### EXCERPT
● ● ● ● ● ● ●
Tuesday Trivia: Lights, Camera, Trivia!
Welcome to Tuesday Trivia! Each week, we tackle this big, bizarre, wonderful city through a different lens, asking you to answer the tough questions. This week we’re looking at our city on the big screen and quizzing you about Chicago in the movies.
1. When was the earliest film shot in Chicago?
a. 1896
b. 1899
c. 1900
d. 1909
Answer: A. It was called The Tramp and the Dog, not to be confused with Disney’s Lady and the Tramp, the 1903 Chicago film The Tramp Dog or the 1904 version of The Tramp and the Dog. Tramps and dogs: Making quality films together since 1896.
2. In Batman Begins, which Chicago skyscraper plays the part of Wayne Enterprises?
a. Tribune Tower
b. Trump Tower
c. Chicago Board of Trade Building
d. Merchandise Mart
Answer: C. The Chicago Board of Trade building looms large in the Batman films. Riding past it on the El always makes us feel like we’re in Gotham City.
3. Which of these teen dance drama romance movies was set in Chicago?
a. Step Up
b. Save the Last Dance
c. Stomp the Yard
d. You Got Served
Answer: B. Within the entire genre that Netflix would probably categorize as “movies about boys and girls from opposite worlds falling in love through a mix of ballet and street dancing,” Save the Last Dance is the one to claim Chicago as its setting. Relive the early 2000s with this clip.
4. North Shore High School, the fictional high school of Mean Girls, is based on which Chicagoland high school?
a. Oak Park River Forest High School
b. Northside College Preparatory High School
c. New Trier High School
d. Evanston Township High School
Answer: B. New Trier High School, located in the North Shore suburb of Winnetka, was the basis for the high school setting of Mean Girls. New Trier is academically rigorous, highly competitive and located in one of the wealthiest suburbs of Chicago. But on Wednesdays, do the students wear pink? Our sources have neither confirmed nor denied.
5. In the opening scene of When Harry Met Sally, the pair meet on the quad of a Chicago university to embark on a road trip to New York City. What university did they graduate from?
a. DePaul University
b. Loyola University Chicago
c. University of Illinois at Chicago
d. University of Chicago
Answer: D. In the opening scene, you can see central quad and wrought-iron gate of the University of Chicago. Sure, the film is associated with New York City, but it got its start in our fair city. Given that Cameron Diaz also attended, maybe the University of Chicago isn’t where “fun comes to die” after all!
● ● ● ● ● ● ●
### EXCERPTED RECORDS
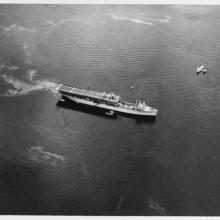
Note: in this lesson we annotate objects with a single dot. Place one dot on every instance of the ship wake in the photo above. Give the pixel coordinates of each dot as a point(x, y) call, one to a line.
point(37, 154)
point(17, 86)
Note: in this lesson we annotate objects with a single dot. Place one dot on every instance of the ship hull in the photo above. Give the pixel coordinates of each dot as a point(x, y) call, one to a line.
point(109, 108)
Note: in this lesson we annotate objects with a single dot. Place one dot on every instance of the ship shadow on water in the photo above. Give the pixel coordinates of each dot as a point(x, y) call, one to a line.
point(69, 104)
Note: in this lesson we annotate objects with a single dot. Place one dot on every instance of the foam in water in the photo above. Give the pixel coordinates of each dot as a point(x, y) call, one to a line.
point(147, 21)
point(15, 28)
point(37, 154)
point(134, 20)
point(23, 88)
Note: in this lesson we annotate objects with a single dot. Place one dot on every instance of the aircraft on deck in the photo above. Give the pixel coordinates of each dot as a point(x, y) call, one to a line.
point(201, 69)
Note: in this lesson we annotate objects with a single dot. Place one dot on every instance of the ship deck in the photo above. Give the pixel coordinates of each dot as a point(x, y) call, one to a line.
point(80, 92)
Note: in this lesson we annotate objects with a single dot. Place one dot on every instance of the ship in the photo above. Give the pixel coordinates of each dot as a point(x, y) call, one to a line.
point(106, 101)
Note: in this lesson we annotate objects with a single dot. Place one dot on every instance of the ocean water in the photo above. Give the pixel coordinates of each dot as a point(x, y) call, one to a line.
point(62, 161)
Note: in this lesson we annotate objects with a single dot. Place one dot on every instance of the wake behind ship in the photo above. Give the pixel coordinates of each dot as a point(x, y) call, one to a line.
point(106, 101)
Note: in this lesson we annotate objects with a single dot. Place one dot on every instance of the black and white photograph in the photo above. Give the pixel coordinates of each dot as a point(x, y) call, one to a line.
point(109, 109)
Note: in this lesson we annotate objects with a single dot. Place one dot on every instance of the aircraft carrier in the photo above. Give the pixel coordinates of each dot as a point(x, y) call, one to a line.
point(107, 101)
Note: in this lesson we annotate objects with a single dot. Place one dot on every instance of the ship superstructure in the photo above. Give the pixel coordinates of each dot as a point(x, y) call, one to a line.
point(107, 101)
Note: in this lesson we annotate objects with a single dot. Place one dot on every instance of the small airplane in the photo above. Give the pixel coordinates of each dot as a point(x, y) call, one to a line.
point(201, 69)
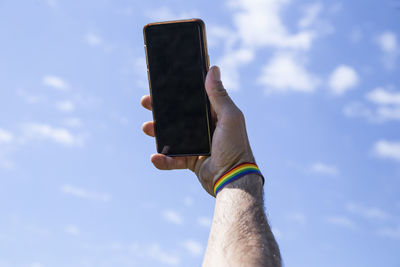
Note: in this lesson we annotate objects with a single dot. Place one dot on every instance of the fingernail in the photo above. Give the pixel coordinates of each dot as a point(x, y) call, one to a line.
point(216, 73)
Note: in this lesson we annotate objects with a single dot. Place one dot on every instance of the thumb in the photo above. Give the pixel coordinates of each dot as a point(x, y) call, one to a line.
point(216, 92)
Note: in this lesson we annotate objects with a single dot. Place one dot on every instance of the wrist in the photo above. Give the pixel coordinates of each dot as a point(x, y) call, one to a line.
point(251, 184)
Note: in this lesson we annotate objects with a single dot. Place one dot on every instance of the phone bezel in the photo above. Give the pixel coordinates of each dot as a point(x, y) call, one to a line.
point(206, 61)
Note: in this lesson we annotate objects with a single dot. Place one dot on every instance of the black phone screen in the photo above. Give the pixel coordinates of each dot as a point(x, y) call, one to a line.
point(177, 69)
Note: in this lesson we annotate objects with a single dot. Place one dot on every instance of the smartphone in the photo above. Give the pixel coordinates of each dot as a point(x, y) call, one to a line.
point(177, 65)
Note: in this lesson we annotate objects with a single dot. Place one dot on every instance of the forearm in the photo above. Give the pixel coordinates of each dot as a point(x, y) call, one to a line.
point(240, 234)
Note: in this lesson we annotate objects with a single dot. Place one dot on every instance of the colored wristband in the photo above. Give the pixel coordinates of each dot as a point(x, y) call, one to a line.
point(234, 174)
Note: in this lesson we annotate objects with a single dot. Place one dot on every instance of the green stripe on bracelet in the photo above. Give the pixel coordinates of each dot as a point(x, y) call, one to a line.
point(234, 174)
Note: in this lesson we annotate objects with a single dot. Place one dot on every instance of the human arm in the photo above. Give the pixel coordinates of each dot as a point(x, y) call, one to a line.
point(240, 234)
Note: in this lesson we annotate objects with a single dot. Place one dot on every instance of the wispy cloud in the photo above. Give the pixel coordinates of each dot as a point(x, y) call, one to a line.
point(341, 221)
point(55, 82)
point(72, 122)
point(188, 201)
point(6, 163)
point(254, 18)
point(165, 13)
point(391, 232)
point(44, 131)
point(230, 63)
point(172, 217)
point(382, 96)
point(6, 137)
point(251, 20)
point(93, 39)
point(85, 194)
point(72, 230)
point(28, 97)
point(310, 15)
point(384, 105)
point(342, 79)
point(387, 42)
point(323, 168)
point(387, 149)
point(285, 73)
point(162, 256)
point(193, 247)
point(371, 213)
point(65, 106)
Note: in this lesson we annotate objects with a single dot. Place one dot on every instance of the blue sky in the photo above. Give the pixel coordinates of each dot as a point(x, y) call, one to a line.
point(318, 83)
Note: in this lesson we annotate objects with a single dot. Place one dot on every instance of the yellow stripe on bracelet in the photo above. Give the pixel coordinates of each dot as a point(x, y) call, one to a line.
point(234, 174)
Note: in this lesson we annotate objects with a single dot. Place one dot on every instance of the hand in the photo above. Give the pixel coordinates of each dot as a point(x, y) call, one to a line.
point(230, 145)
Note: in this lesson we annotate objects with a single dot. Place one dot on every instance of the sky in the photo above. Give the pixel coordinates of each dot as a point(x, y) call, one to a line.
point(318, 82)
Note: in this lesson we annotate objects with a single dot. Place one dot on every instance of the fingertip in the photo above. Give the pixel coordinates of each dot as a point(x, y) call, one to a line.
point(158, 161)
point(145, 101)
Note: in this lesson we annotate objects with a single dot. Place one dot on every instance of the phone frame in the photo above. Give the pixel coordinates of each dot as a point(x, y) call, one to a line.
point(205, 60)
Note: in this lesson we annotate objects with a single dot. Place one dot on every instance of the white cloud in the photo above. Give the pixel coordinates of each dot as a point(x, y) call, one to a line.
point(158, 254)
point(230, 63)
point(65, 106)
point(72, 122)
point(387, 149)
point(44, 131)
point(93, 39)
point(72, 230)
point(387, 106)
point(165, 13)
point(204, 221)
point(323, 168)
point(284, 73)
point(188, 201)
point(6, 163)
point(193, 247)
point(31, 99)
point(52, 3)
point(381, 96)
point(342, 79)
point(6, 137)
point(390, 232)
point(56, 82)
point(85, 194)
point(172, 217)
point(311, 13)
point(387, 41)
point(371, 213)
point(341, 221)
point(259, 24)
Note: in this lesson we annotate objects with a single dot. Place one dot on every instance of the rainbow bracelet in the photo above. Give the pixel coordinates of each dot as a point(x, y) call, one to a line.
point(234, 174)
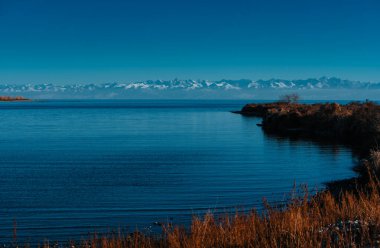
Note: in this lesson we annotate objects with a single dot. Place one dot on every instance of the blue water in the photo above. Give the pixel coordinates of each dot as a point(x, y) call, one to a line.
point(69, 168)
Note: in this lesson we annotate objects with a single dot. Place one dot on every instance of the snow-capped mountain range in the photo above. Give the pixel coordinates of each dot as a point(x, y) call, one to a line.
point(176, 86)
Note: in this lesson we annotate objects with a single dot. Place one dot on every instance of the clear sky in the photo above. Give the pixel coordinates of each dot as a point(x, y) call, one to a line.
point(113, 40)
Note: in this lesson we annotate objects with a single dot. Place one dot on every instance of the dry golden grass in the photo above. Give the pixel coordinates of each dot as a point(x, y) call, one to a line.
point(351, 219)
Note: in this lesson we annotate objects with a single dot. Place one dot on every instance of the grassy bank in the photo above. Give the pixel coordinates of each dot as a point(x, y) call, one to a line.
point(12, 99)
point(348, 218)
point(356, 123)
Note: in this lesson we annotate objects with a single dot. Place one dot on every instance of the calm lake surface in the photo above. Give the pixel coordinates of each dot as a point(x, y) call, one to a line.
point(68, 168)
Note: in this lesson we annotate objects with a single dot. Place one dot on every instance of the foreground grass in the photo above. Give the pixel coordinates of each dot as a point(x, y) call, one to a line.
point(351, 219)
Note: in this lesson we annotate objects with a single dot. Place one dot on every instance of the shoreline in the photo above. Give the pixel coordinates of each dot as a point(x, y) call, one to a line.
point(336, 212)
point(14, 99)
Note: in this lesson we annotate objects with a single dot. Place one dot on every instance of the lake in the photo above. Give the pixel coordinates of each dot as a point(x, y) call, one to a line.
point(69, 168)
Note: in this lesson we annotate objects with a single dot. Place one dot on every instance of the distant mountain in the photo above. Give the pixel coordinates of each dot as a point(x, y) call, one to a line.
point(182, 88)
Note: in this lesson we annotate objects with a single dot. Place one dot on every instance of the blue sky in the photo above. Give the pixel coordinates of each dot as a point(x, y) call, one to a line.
point(104, 41)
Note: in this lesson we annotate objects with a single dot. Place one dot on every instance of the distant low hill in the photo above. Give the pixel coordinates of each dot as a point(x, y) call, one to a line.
point(321, 88)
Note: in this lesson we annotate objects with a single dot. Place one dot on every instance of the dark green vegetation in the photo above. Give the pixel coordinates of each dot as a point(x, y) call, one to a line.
point(349, 217)
point(356, 123)
point(12, 99)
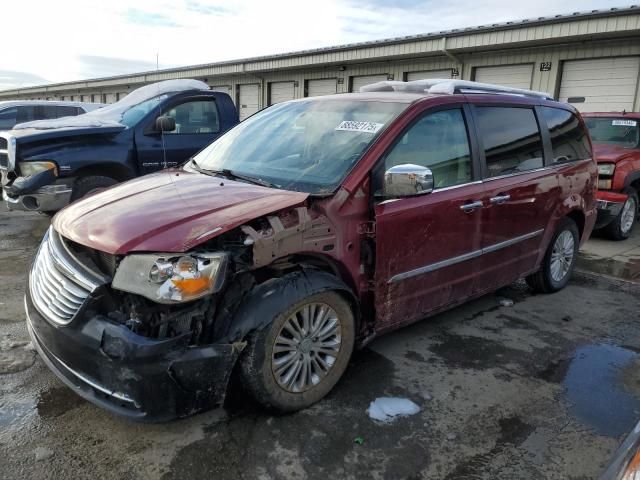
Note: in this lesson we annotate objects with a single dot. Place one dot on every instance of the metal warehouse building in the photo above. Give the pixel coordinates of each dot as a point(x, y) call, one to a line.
point(591, 60)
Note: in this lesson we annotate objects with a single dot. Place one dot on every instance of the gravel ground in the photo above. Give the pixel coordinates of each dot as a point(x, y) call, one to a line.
point(544, 388)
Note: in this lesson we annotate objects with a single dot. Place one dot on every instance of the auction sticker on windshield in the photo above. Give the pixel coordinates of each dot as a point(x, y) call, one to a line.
point(353, 126)
point(624, 123)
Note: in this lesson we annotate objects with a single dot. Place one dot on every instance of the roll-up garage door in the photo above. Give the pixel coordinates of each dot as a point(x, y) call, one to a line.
point(248, 97)
point(515, 76)
point(317, 88)
point(357, 82)
point(428, 74)
point(281, 92)
point(601, 85)
point(223, 89)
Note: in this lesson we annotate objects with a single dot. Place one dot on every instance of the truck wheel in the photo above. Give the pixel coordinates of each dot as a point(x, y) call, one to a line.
point(620, 228)
point(559, 260)
point(86, 185)
point(298, 358)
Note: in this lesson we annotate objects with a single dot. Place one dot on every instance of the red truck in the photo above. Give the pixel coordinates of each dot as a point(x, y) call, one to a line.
point(616, 144)
point(301, 234)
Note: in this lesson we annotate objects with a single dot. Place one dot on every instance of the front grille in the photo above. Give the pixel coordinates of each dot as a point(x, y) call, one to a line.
point(58, 283)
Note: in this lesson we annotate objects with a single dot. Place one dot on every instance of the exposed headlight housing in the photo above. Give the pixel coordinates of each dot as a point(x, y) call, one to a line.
point(606, 168)
point(170, 278)
point(28, 169)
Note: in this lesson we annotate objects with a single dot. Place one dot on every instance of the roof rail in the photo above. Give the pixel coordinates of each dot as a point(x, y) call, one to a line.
point(448, 86)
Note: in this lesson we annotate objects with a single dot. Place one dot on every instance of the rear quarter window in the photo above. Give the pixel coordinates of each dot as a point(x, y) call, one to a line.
point(511, 139)
point(569, 141)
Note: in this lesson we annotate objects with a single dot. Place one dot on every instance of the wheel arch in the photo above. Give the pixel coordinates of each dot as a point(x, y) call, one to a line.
point(265, 300)
point(579, 218)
● ● ● ● ● ● ●
### WHAT THE TASK ASKS
List the movies offered as answer choices for the teen dance drama romance question in the Chicago movie trivia quiz above.

### RESULT BELOW
Step Up
Save the Last Dance
Stomp the Yard
You Got Served